==== Records for processing
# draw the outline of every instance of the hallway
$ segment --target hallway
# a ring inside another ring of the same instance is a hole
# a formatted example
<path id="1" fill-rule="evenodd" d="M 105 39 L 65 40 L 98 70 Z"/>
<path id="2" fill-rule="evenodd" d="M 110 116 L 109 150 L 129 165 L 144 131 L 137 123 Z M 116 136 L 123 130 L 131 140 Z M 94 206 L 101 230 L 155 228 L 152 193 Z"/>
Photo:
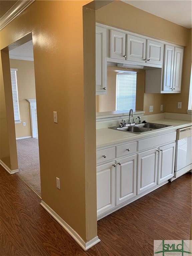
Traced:
<path id="1" fill-rule="evenodd" d="M 154 239 L 189 239 L 191 188 L 188 173 L 101 220 L 101 241 L 84 252 L 18 176 L 0 166 L 0 255 L 153 255 Z"/>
========
(Set exercise) Please scale the listing above by copying every line, requests included, with each point coordinate in the traced outline multiplied by 0.5 and rounded to a whole number (halves round up). Omit the picture from your copy.

(Written solution)
# draw the outline of every instance of the hallway
$ segment --target hallway
# a ring inside another ring of the same instance is a hole
# a formatted example
<path id="1" fill-rule="evenodd" d="M 105 39 L 65 40 L 98 70 Z"/>
<path id="2" fill-rule="evenodd" d="M 110 116 L 109 150 L 129 165 L 144 131 L 137 123 Z M 116 136 L 123 130 L 131 140 Z M 94 206 L 101 230 L 155 228 L 152 193 Z"/>
Photo:
Traced:
<path id="1" fill-rule="evenodd" d="M 77 120 L 95 120 L 96 94 L 94 87 L 51 110 L 51 121 L 42 126 L 9 88 L 0 83 L 0 128 L 77 128 Z"/>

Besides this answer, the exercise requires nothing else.